### Input records
○ ○ ○ ○ ○ ○ ○
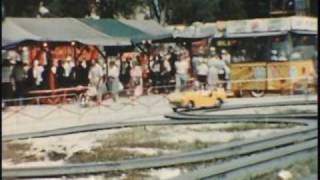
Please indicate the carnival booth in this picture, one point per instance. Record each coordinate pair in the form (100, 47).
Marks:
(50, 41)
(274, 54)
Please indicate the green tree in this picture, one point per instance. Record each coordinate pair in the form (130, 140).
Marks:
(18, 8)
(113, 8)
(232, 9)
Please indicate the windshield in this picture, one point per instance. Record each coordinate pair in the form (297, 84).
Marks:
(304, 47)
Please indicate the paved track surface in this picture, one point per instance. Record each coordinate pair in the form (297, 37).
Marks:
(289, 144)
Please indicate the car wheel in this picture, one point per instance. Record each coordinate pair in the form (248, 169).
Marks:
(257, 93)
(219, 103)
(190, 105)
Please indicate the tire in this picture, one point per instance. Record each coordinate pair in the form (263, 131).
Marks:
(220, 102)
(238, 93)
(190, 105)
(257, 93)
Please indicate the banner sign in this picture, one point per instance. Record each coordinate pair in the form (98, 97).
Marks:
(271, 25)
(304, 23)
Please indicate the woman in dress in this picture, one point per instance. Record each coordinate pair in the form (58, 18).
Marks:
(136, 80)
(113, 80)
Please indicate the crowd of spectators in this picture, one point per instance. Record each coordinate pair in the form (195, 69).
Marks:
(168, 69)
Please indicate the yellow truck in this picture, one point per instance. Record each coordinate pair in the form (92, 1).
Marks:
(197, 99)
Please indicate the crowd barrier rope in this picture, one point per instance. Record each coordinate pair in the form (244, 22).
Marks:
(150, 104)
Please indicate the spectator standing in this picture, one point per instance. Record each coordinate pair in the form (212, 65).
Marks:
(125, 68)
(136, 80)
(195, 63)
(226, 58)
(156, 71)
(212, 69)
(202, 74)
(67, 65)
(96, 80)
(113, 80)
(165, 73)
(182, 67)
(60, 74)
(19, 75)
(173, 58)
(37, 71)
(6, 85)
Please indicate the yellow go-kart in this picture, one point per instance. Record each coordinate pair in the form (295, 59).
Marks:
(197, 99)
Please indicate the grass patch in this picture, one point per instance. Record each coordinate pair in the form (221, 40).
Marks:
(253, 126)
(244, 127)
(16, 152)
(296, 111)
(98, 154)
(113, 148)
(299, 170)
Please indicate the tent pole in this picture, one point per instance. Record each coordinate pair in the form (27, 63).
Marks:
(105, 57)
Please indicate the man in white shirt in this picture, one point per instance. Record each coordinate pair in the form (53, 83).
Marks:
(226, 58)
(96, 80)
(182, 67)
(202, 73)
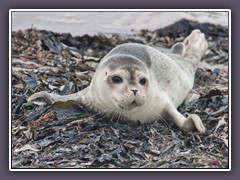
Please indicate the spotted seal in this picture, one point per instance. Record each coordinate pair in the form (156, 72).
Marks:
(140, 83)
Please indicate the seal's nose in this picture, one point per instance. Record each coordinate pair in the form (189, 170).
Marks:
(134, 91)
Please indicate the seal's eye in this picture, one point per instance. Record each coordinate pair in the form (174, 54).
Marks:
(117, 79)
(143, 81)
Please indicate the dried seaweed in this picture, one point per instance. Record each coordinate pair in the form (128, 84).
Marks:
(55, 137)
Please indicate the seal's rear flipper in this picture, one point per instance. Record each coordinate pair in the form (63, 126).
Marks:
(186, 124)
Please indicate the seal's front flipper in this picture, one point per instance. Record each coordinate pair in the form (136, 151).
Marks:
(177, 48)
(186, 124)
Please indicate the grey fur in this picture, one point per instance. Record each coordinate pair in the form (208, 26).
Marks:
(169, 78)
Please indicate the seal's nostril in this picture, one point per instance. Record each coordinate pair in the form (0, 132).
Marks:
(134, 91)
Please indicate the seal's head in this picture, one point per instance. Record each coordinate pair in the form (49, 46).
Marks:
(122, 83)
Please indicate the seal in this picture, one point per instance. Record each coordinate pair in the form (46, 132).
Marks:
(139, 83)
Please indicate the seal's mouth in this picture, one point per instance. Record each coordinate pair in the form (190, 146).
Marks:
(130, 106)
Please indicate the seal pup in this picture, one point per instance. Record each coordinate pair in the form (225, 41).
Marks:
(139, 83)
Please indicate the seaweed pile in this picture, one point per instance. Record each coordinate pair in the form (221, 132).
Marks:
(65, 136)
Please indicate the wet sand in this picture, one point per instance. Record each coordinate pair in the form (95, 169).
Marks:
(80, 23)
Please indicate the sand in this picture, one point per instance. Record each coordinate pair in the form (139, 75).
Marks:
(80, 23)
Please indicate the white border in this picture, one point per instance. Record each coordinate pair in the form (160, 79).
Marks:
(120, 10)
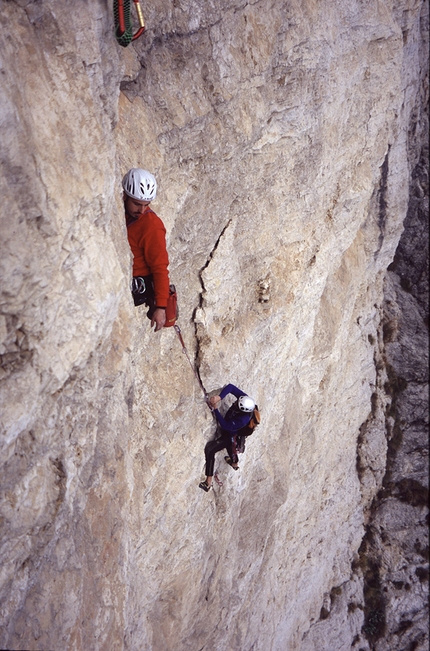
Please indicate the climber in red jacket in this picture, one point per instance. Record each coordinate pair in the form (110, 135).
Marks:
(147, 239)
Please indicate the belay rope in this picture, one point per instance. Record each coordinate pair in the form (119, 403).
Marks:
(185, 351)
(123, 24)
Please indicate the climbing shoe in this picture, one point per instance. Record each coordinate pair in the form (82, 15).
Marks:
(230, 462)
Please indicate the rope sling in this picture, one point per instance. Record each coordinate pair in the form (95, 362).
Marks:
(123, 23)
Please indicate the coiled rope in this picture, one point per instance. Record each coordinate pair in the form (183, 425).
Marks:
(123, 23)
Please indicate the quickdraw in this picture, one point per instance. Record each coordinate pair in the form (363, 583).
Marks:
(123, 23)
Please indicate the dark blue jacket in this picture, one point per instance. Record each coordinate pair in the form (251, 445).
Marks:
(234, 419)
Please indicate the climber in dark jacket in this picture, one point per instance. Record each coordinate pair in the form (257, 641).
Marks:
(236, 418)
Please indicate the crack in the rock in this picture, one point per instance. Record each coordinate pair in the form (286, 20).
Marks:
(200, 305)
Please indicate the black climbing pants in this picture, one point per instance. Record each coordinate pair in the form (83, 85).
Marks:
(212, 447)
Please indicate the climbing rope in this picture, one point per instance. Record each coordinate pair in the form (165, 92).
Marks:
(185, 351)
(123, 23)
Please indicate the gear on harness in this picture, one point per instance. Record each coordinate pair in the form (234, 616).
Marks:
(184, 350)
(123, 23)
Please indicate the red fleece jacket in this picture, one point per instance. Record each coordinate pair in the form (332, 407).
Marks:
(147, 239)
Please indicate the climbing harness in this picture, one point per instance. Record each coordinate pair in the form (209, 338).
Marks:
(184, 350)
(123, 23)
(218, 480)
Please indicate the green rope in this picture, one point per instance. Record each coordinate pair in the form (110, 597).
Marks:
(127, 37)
○ ○ ○ ○ ○ ○ ○
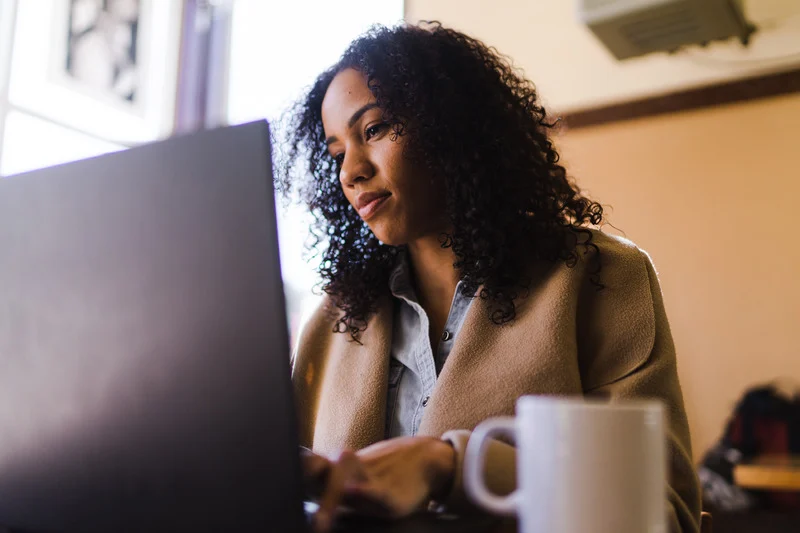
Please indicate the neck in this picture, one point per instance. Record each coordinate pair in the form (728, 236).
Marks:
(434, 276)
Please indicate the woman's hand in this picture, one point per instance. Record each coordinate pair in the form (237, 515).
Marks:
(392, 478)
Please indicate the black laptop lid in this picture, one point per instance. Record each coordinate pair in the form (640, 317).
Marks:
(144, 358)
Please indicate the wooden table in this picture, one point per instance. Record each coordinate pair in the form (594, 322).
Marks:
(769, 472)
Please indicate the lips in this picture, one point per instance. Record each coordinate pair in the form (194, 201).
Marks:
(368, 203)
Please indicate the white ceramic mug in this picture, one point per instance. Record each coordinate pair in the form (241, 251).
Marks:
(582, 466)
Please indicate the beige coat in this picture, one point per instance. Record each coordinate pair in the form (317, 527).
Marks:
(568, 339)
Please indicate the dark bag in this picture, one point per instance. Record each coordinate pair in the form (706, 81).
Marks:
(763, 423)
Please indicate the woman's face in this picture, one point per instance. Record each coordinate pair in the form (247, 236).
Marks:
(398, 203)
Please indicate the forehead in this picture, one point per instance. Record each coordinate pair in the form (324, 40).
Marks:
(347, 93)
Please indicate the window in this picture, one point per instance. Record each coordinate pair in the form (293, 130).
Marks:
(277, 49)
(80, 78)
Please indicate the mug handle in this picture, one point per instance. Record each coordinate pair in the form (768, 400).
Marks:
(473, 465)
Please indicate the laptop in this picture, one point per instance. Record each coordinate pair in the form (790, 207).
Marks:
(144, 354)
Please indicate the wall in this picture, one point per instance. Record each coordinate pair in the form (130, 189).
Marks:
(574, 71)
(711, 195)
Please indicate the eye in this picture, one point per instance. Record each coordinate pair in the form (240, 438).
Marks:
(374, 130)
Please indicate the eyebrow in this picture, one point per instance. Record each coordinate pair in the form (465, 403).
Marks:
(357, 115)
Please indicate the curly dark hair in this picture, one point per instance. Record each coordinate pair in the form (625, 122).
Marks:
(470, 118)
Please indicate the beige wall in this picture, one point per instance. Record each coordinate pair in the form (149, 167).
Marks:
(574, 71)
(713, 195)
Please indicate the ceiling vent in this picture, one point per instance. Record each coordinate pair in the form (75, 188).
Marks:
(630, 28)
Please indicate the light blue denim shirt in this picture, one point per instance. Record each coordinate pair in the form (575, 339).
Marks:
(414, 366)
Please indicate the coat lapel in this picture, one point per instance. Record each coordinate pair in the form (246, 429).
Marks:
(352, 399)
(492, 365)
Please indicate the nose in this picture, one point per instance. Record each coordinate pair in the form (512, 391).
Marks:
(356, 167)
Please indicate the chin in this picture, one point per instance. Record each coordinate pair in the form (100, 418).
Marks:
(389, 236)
○ ○ ○ ○ ○ ○ ○
### Work order
From the entries above, extract each line containing "climber".

### Task answer
Please indicate the climber in red jacket in this picture, one point per instance. Record each coordinate pair in the form (110, 135).
Please indicate the climber in dark jacket in this picture, one point per instance. Record each coordinate pair in the form (257, 641).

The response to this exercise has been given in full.